** Opening Text segment block **

I remember my yoga training like it was yesterday.
And believe me, it wasn’t even last year.
I cried more than once on my mat.
Learned that props—even those rough Mexican-spring-break-souvenir blankets—were my friends.
Took a crash during ardha chandrasana.
Realized that I needed a therapist.
Made it through the anatomy module.
And then spent entirely too much time creating playlists, when I should have been sequencing.
But when I finished, I knew if I wanted to teach—and to be honest, I wasn’t sure—I had to start marketing myself: Create an online presence. Get a Facebook page. Find my style.
And that included a bio.
I’ve run a content marketing business for 12 years, so I knew a thing or two.
But the trouble was this: A bio was so full of self. And in yoga training, I had learned that life was about a lot more.
I needed to sound both ego-less and amazing.
Be full of emptiness…and personality.
Appear beautiful, but in a very non-effortful sort of way.
And it took about 72 drafts, but I figured it out.
I had to remember that despite my style, or my workshopping, or my asta vakrasana, yogis wanted to take a class from a human being.
A connective voice.
Someone who meets their eyes as they walk in the door.
A teacher who understands how to get vulnerable.
So with those gems in my secret Lululemon pants pocket, I discovered that a bad-ass yoga bio should include:
1) Flaws. Share one. Share two. For some it might be bad morning breath. For me, it was not recycling enough and way too much Nutella. Be fallible. It works.
2) Freak flags. I know someone with a dog named Kendall Jackson. And another pal of mine was the pinball machine champion of her high school. Me? I sometimes sing 80s television theme songs to my daughter at night.
3) A big belief. I knew it couldn’t be the Buddha. Or the chakras. But something that came from the backstairs of my heart. I am hopelessly in love with the power of a story to change a life. There, I said it. That’s one of mine.
4) Editing. Lots of it. Whatever I wrote, I cut it by a third. And then cut it again. And one more time. I’m just not that important. Damn it.
5) Minimal glamour. Even though it went against every little grain in my gluten-happy body, I knew that the more perfect I looked, the less yoga I looked. Think humility, spontaneity, contemplative.
I started there.
The rest fell fairly gracefully into place over time. .
I think even Brené Brown would agree.

** Closing Text segment block **
** Opening Stored data block **

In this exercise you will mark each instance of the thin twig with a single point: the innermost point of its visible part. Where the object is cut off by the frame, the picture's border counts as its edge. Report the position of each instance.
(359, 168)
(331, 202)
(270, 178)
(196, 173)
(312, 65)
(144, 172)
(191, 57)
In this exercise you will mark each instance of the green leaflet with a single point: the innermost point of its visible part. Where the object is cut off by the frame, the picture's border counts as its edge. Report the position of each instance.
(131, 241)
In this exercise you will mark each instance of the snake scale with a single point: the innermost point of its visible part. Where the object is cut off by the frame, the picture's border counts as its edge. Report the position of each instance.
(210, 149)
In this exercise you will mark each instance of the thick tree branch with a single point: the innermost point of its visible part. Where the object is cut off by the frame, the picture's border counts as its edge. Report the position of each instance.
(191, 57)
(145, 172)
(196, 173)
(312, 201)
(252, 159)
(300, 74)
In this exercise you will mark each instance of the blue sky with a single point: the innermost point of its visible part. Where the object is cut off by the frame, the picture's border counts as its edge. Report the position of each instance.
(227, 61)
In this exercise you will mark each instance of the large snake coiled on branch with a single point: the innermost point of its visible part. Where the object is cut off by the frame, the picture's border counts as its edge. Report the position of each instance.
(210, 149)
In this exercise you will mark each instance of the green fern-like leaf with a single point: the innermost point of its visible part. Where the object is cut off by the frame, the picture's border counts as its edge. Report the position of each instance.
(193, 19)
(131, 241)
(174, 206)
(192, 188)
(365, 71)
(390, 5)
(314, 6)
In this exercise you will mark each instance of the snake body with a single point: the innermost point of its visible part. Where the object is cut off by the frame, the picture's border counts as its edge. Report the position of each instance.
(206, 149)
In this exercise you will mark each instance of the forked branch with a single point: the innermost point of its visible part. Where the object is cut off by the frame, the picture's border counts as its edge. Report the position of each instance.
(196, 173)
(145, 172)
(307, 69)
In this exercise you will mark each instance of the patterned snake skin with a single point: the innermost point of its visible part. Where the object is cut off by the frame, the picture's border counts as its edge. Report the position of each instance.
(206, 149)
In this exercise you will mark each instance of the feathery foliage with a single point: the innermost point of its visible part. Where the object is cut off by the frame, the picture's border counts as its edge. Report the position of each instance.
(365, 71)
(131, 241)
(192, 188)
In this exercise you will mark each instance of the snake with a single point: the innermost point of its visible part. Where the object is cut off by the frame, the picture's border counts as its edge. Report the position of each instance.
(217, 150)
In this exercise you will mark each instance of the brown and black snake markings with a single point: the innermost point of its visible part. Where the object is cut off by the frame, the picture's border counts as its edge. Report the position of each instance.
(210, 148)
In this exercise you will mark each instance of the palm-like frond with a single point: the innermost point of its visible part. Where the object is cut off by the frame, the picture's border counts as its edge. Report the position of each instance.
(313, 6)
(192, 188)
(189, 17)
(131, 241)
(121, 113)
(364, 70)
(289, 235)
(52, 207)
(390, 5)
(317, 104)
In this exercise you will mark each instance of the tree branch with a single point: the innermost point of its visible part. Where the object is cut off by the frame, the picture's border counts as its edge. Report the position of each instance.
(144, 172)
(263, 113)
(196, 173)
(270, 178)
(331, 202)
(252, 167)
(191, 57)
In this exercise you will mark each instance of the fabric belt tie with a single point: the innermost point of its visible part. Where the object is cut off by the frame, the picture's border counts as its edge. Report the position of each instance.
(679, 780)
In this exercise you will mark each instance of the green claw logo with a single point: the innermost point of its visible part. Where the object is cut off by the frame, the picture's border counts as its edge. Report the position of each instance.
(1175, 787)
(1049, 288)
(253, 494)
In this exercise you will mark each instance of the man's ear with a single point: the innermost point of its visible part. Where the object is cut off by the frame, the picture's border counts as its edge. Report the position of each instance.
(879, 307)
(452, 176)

** Closing Stored data block **

▶ **Prompt 1**
Summarize the text about writing a yoga bio in two sentences.
▶ **Prompt 2**
Copy the text about writing a yoga bio from "And that included" up to and including "in the door.".

▶ **Problem solution 1**
After finishing yoga training, the writer saw that teaching would mean marketing oneself, including writing a bio, which was hard because a bio seemed so full of self. After about 72 drafts, the writer concluded that a bio should present a human being, and that it should include flaws, freak flags, a big belief, heavy editing, and minimal glamour.

▶ **Problem solution 2**
And that included a bio.
I’ve run a content marketing business for 12 years, so I knew a thing or two.
But the trouble was this: A bio was so full of self. And in yoga training, I had learned that life was about a lot more.
I needed to sound both ego-less and amazing.
Be full of emptiness…and personality.
Appear beautiful, but in a very non-effortful sort of way.
And it took about 72 drafts, but I figured it out.
I had to remember that despite my style, or my workshopping, or my asta vakrasana, yogis wanted to take a class from a human being.
A connective voice.
Someone who meets their eyes as they walk in the door.